_Brief:_ Can you copy the listing below word for word, leaving the pictures out?

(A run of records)
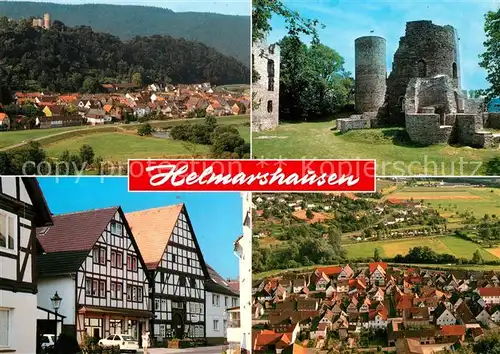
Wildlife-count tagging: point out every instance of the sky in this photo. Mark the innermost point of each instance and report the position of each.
(216, 217)
(227, 7)
(346, 20)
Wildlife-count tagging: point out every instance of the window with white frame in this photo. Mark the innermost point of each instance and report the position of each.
(7, 231)
(4, 328)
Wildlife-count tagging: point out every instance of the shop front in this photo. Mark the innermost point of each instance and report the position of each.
(100, 322)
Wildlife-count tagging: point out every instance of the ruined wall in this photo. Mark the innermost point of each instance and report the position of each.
(353, 123)
(427, 50)
(424, 129)
(266, 61)
(370, 73)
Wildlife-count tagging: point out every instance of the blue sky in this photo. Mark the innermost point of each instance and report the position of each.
(216, 217)
(228, 7)
(345, 20)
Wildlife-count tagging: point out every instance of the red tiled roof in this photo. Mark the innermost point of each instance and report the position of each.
(145, 224)
(76, 231)
(489, 291)
(374, 266)
(453, 330)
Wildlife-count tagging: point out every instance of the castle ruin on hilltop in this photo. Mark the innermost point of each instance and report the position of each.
(423, 91)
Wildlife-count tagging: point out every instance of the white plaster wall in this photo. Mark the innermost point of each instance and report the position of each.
(22, 320)
(65, 287)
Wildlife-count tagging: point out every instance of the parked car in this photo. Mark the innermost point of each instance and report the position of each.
(127, 343)
(48, 341)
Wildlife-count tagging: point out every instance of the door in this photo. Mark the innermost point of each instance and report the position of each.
(178, 326)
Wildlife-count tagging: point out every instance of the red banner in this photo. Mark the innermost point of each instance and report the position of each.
(252, 175)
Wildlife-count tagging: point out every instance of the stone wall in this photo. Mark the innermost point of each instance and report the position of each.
(423, 128)
(370, 73)
(265, 114)
(491, 120)
(427, 50)
(466, 126)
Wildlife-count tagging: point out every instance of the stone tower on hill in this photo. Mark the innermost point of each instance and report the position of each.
(266, 62)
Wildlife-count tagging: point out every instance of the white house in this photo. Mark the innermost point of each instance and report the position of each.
(100, 275)
(22, 209)
(219, 298)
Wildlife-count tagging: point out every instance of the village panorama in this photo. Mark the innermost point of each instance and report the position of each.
(95, 101)
(412, 268)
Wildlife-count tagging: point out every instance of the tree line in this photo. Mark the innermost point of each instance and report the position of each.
(77, 59)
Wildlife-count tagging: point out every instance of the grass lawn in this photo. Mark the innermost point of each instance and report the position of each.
(117, 146)
(449, 200)
(444, 244)
(15, 137)
(318, 140)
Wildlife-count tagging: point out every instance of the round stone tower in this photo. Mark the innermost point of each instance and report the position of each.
(427, 50)
(371, 73)
(46, 21)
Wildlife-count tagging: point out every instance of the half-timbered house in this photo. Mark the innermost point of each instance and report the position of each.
(92, 260)
(22, 209)
(170, 249)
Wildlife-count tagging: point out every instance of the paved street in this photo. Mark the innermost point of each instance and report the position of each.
(201, 350)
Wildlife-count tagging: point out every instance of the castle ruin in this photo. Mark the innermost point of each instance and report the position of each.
(266, 62)
(423, 91)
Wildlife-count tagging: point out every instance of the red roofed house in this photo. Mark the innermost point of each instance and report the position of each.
(92, 260)
(489, 295)
(171, 252)
(4, 121)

_Answer to this exercise:_
Wildlife-count tagging: point out every instance of the sky in this photo. Mark the innermost point of each instance and report the position of each.
(216, 217)
(227, 7)
(346, 20)
Wildlife-count tagging: point out every instance of the window with white frame in this photo. Mark the innermost point of each instance and report the position of each.
(7, 231)
(4, 328)
Wildlife-count tagging: point out every instance of the shop front in this photo. Mark the innermost point of each instance and report the position of each.
(100, 322)
Wildlife-count tagging: point out every instance of the ruined wall in this photo. Mark the innermost point of each instance and report the position of each.
(353, 123)
(427, 50)
(424, 129)
(266, 61)
(370, 73)
Wildlife-count tagging: point out every instance of the blue sky in this photo. Mark the innermost point of each instance and report the position of each.
(216, 217)
(228, 7)
(345, 20)
Wildlife-count tagging: point out every instance of the red tiled roof in this photo. Mark the innermost point of each instance and report the position of each.
(145, 224)
(76, 231)
(489, 291)
(374, 266)
(453, 330)
Wildlife-count tagging: point out every instance of the castle ruin on hilltop in this photo. Mark the innermost point of each instance and report the position of each.
(423, 91)
Wildlife-count tagging: point out every instance of the white plaster wall in this photo. Mark the innermost point of each instance and report the position of each.
(22, 320)
(65, 287)
Wildlife-count tagging: point out every instance of the parked car in this photo. Mark the innermost point of each instance and report the position of each.
(127, 343)
(48, 341)
Wildlife-count tagging: point out every instance of the door in this photo. Mark the innermost point of each instance and report the position of each.
(178, 326)
Wildlife-count tagging: point out every instance of the red banner in this photo. Mark the innermost point of each instance and report the position of each.
(252, 175)
Wildlife-count tagging: point out every instance of the stone wall in this photo. Mark the innermost point of each instance and report the position of each.
(423, 128)
(370, 73)
(265, 114)
(491, 120)
(427, 50)
(466, 126)
Wildlife-count tagging: point out every instance of the stone tower on hill in this photo. Mark the innermost point of each instance and report the position of each.
(266, 62)
Wildlife-count tagging: point out every instance of the white house in this photo. Mark the innermost point of each instance and report the position of each.
(100, 275)
(22, 209)
(219, 298)
Wildlife-count tagging: point out every instance of the village panorama in this photo. Mark the innermost point of each instance and report the position of each.
(95, 101)
(412, 268)
Wildlife-count tagging: point out every instance of the tree line in this photo. Mark the innermost point of each instance and report the position of each.
(77, 59)
Wildlife-count tagging: point out every instance of the grass lawn in this photo. Mark the innermost point of each instance and report the position of each.
(117, 146)
(449, 200)
(444, 244)
(15, 137)
(318, 140)
Wildlife-count tagging: point out every instance of the round stone tower in this photo. Mark the innermost point of each instance and report the position of each.
(427, 50)
(371, 73)
(46, 21)
Wildlife-count tagging: point out every instance of the half-timbered house in this photo. Mark the innermost point of each instance and report the position of each.
(92, 260)
(22, 209)
(170, 249)
Wildlife-count tagging: point out every instance of the paved street in this photo. Mark the innermost point of each instance and report the position of each.
(201, 350)
Wildlife-count tagging: point out every instance of the castle ruin in this photo. Mark the innermost point of each instance and report the position of each.
(266, 62)
(423, 91)
Wildlife-count tagging: point out every instance of the red roofed house in this photo. Mark the innermost point of each instance and report the position of each.
(92, 260)
(489, 295)
(171, 252)
(4, 121)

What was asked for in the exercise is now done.